### Input material

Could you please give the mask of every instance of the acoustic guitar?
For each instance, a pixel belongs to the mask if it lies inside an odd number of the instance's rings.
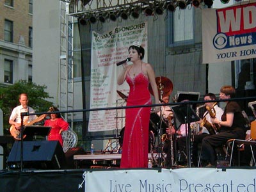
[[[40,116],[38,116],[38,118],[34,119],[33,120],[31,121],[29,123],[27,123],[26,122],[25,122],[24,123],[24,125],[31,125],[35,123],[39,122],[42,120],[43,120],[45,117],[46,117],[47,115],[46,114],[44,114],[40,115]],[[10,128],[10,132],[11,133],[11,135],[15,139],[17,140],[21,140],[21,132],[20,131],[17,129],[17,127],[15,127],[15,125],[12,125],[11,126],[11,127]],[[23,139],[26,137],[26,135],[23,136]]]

...

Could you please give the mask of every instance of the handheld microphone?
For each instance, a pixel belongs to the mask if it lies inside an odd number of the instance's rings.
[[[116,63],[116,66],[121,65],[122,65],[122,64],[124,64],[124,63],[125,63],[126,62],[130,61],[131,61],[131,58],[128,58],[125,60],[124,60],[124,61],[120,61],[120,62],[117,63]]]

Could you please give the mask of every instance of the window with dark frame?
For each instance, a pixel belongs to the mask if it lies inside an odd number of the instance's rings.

---

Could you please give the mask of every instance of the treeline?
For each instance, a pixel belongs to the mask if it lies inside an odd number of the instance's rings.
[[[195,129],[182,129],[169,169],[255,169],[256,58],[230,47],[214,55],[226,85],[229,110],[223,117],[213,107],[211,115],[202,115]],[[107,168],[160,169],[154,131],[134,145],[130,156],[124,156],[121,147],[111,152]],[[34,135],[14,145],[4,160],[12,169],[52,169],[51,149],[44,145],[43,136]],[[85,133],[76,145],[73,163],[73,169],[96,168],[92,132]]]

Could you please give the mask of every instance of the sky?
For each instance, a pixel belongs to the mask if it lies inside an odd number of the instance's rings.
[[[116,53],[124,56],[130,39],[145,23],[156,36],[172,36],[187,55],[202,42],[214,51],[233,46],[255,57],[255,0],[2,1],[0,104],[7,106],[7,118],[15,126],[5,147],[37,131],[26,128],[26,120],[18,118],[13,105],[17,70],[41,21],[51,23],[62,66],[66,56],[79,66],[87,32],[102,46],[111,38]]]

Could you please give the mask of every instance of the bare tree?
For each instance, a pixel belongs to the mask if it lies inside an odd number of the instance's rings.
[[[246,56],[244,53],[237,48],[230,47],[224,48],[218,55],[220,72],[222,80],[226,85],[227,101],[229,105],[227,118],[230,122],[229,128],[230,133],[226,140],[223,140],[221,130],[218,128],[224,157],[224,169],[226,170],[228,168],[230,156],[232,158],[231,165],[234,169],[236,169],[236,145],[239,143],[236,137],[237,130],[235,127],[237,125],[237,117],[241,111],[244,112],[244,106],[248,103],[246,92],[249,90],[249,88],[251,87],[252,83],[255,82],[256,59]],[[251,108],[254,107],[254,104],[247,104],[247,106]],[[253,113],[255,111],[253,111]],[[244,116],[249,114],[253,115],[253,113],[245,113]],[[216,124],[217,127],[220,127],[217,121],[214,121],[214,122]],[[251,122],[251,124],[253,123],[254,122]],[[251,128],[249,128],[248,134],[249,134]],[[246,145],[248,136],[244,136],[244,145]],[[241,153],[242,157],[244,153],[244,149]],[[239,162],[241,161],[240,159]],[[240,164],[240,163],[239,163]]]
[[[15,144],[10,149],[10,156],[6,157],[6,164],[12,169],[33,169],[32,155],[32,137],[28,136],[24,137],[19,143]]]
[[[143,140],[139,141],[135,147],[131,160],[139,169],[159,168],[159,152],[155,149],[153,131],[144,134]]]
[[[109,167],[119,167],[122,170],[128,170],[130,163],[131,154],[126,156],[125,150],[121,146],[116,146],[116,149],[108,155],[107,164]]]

### Problem
How many lines in the listing above contain the word "every"? Reply with the number alone.

### Problem solution
6